## LESETEXT:
────────────────

Von allen in der Zwischenstudie behandelten Entwicklungen erregte jedoch jenes Kapitel am meisten Besorgnis, das sich mit den verfassungsmäßigen und rechtlichen Fragen im Zusammenhang mit dem Zugang der amerikanischen nationalen Sicherheitsbehörde zu allen europäischen Fernmeldeverbindungen - mit der Möglichkeit, diese anzuzapfen - beschäftigt. Es bestreitet zwar niemand die Rolle solcher Netze bei der Bekämpfung des Terrorismus, des Drogenhandels, der Geldwäsche und des illegalen Waffenhandels, das Ausmaß des in der Studie dargestellten Netzes zum Abhören von Auslandsgesprächen sowie die Frage, ob die bestehenden Rechtsvorschriften, der Datenschutz und der Schutz der Privatsphäre in den Mitgliedstaaten ausreichend sind, um die Vertraulichkeit von Verbindungen zwischen EU-Bürgern und Unternehmen mit jenen in Drittländern zu gewährleisten, gaben jedoch Anlaß zu großer Sorge.

Da durch Presseberichte anschließend einige Verwirrung gestiftet wurde, sollen an dieser Stelle etliche der Fragen im Zusammenhang mit der transatlantischen elektronischen Überwachung geklärt und ein kurzer Überblick über die früheren und die jüngsten Entwicklungen seit Veröffentlichung der Zwischenstudie im Januar 1998 gegeben werden. Es gibt im wesentlichen zwei unterschiedliche Systeme, nämlich:

(i) Das System VK/USA, das die Tätigkeiten der militärischen Nachrichtendienste wie NSA-CIA in den USA umfaßt und an das GCHQ und MI6 im Vereinigten Königreich angeschlossen ist, die das als ECHELON bekannte System betreiben.

(ii) Das System EU-FBI, das verschiedene Strafverfolgungsbehörden untereinander verbindet, wie beispielsweise FBI, Polizei, Zoll, Einwanderungsbehörden und Behörden der inneren Sicherheit.

────────────────

## MATERIAL:
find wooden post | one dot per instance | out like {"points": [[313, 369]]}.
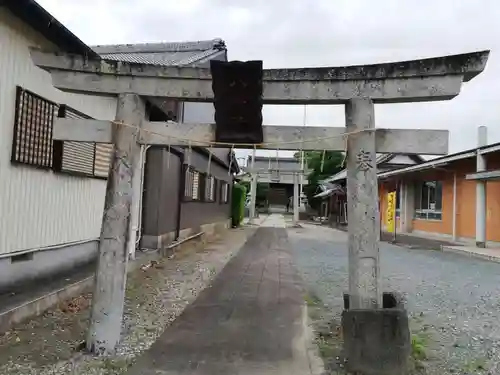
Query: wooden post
{"points": [[363, 211], [136, 199], [253, 189], [110, 280]]}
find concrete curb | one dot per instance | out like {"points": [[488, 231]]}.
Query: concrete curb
{"points": [[39, 305], [470, 254]]}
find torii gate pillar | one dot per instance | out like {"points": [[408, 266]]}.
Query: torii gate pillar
{"points": [[362, 192], [376, 339]]}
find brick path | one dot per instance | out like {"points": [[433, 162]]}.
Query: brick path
{"points": [[250, 321]]}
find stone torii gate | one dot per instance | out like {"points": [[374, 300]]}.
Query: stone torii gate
{"points": [[356, 87]]}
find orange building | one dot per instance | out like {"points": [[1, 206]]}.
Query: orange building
{"points": [[456, 197]]}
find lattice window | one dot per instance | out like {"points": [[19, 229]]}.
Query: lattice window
{"points": [[32, 138], [210, 189], [74, 157], [192, 184]]}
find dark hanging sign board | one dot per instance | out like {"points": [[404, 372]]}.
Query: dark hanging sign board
{"points": [[237, 90]]}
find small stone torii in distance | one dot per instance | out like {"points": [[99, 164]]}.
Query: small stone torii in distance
{"points": [[356, 87]]}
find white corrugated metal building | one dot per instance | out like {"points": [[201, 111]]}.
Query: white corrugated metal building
{"points": [[48, 202], [52, 193]]}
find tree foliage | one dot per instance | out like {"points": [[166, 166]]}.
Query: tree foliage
{"points": [[322, 165]]}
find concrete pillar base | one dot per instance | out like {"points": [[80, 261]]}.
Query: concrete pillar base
{"points": [[378, 341]]}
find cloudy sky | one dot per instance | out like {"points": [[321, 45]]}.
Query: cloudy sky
{"points": [[298, 33]]}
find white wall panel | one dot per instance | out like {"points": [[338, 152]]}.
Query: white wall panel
{"points": [[39, 208]]}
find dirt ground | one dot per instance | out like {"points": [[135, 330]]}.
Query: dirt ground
{"points": [[156, 294]]}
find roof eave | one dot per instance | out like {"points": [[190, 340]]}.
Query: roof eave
{"points": [[33, 14]]}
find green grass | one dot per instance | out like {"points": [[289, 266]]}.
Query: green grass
{"points": [[418, 347]]}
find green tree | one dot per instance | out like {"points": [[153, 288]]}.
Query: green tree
{"points": [[322, 165]]}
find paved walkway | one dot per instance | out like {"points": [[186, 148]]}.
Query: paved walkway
{"points": [[251, 321]]}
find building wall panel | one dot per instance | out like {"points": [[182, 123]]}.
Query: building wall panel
{"points": [[38, 207]]}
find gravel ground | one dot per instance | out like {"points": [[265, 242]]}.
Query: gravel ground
{"points": [[453, 300], [49, 344]]}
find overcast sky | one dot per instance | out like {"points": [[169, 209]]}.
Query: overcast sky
{"points": [[298, 33]]}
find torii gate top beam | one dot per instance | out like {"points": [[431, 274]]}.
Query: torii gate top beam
{"points": [[430, 79]]}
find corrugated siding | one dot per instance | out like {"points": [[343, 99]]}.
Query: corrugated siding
{"points": [[40, 208]]}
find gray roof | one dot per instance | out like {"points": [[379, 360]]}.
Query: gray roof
{"points": [[165, 54]]}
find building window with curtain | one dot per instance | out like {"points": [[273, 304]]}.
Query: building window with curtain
{"points": [[429, 200]]}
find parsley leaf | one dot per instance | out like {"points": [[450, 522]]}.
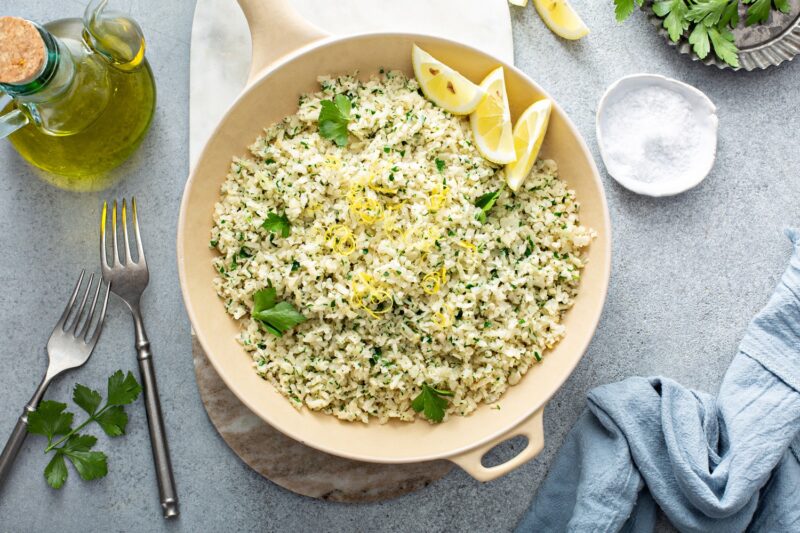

────────────────

## GESTELLTE AUFGABE A:
Prüfe, ob die folgenden Aussagen mit dem Lesetext übereinstimmen: (i) Die Zwischenstudie wurde im Januar 1998 veröffentlicht. (ii) Dem Lesetext zufolge wird bestritten, dass solche Netze bei der Bekämpfung des Terrorismus eine Rolle spielen. (iii) Zum System EU-FBI gehören auch Einwanderungsbehörden. Antworte jeweils mit Ja oder Nein und zitiere die entscheidenden Worte wörtlich.
## GESTELLTE AUFGABE B:
Nenne alle Bereiche, bei deren Bekämpfung laut Lesetext niemand die Rolle solcher Netze bestreitet.
## GESTELLTE AUFGABE C:
Führe den Text über die transatlantische elektronische Überwachung nach seinem letzten Satz fort.
Die Zeilen spielen hierfür keine Rolle.

## RICHTIGE ANTWORT A:
(i) Ja: „seit Veröffentlichung der Zwischenstudie im Januar 1998“
(ii) Nein: „Es bestreitet zwar niemand die Rolle solcher Netze bei der Bekämpfung des Terrorismus“
(iii) Ja: „wie beispielsweise FBI, Polizei, Zoll, Einwanderungsbehörden und Behörden der inneren Sicherheit“

## RICHTIGE ANTWORT B:
Terrorismus, Drogenhandel, Geldwäsche, illegaler Waffenhandel

## RICHTIGE ANTWORT C:
Da der Titel von Punkt 44 der Tagesordnung für die Sitzung des Europäischen Parlaments am 16. September 1998 (2) immer noch Verwirrung stiften könnte - vom Standpunkt des Nachrichtendienstes aus gesehen handelt es sich dabei um zwei unterschiedliche "Gemeinschaften" -, sei hier noch kurz auf die Aktivitäten beider Systeme eingegangen: auf die Bereiche Echelon, Verschlüsselung, Überwachung EU-FBI und neue Schnittstellen, die beispielsweise Zugang zu Internetanbietern und Datenbanken anderer Behörden bieten.

2.4.1 ANZAPFUNG ALLER FERNMELDEVERBINDUNGEN IN DER EU DURCH DIE NSA

Der Zwischenstudie zufolge werden in Europa alle E-Mail-, Telefon- und Faxverbindungen routinemäßig von der Nationalen Sicherheitsagentur der Vereinigten Staaten angezapft, und alle Zielinformationen werden vom Europäischen Festland über das strategische Zentrum in London und über das wichtige Zentrum in Menwith Hill in den North York Moors des Vereinigten Königreiches über Satellit nach Fort Meade in Maryland weitergeleitet.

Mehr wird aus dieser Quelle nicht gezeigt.